GIVEN TASK A: Copy every line of the records below, leaving each character unchanged.

++++++++++

In this paper, a novel control approach, namely fuzzy dynamic self-tuning-based linear active disturbance rejection control (FDS-LADRC), is proposed for the speed loop system of permanent magnet synchronous motors (PMSMs). Specifically, a control framework based on the linear active disturbance rejection control (LADRC) is presented. Fuzzy dynamic self-regulators are developed to enable simultaneous adaptive adjustments of both the controller and observer parameters. Additionally, the stability analysis is provided. A series of numerical simulations demonstrates that FDS-LADRC achieves superior adaptivity, transient performance, disturbance rejection capability, and anti-noise ability under various operating conditions. For instance, during no-load startup, compared with the traditional LADRC, nonlinear active disturbance rejection control (ADRC), a variant of FDS-LADRC named IT2FDS which utilizes interval type-2 fuzzy systems as fuzzy dynamic self-regulators, a state-of-the-art fractional-order ADRC with fuzzy self-tuning (FSFOADRC), and sliding mode control (SMC), FDS-LADRC reduces overshoot by 10.82 %, 13.55 %, 7.36 %, 5.53 %, and 3.94 %, respectively, and shortens settling time by 0.0132 s, 0.0076 s, 0.0139 s, 0.0009 s, and 0.0156 s, respectively. Finally, corresponding real-world experiments are conducted to validate the effectiveness and superiority of FDS-LADRC.

++++++++++

GIVEN TASK B: Using the passage on motor speed control, decide whether each statement agrees with it, answering yes or no and quoting the deciding words: (i) FDS-LADRC is proposed for the speed loop system of permanent magnet synchronous motors. (ii) The variant named IT2FDS uses interval type-2 fuzzy systems as its fuzzy dynamic self-regulators. (iii) FDS-LADRC was tested only in numerical simulations.

MATERIAL:

++++++++++

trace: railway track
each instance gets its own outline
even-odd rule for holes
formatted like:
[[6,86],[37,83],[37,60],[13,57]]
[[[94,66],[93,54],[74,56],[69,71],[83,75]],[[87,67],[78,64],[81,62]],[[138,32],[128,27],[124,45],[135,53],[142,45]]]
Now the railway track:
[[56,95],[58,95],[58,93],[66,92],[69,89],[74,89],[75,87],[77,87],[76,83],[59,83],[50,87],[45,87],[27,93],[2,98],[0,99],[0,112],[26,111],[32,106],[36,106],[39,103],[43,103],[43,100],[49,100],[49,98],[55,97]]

++++++++++

RESPONSE A:
trace: railway track
each instance gets its own outline
even-odd rule for holes
formatted like:
[[6,86],[37,83],[37,60],[13,57]]
[[[94,66],[93,54],[74,56],[69,71],[83,75]],[[87,67],[78,64],[81,62]],[[138,32],[128,27],[124,45],[135,53],[142,45]]]
Now the railway track:
[[56,95],[58,95],[58,93],[66,92],[69,89],[74,89],[75,87],[77,87],[76,83],[59,83],[50,87],[45,87],[27,93],[2,98],[0,99],[0,112],[26,111],[32,106],[36,106],[39,103],[43,103],[43,100],[49,100],[49,98],[55,97]]

RESPONSE B:
(i) Yes: "is proposed for the speed loop system of permanent magnet synchronous motors (PMSMs)"
(ii) Yes: "a variant of FDS-LADRC named IT2FDS which utilizes interval type-2 fuzzy systems as fuzzy dynamic self-regulators"
(iii) No: "Finally, corresponding real-world experiments are conducted to validate the effectiveness and superiority of FDS-LADRC."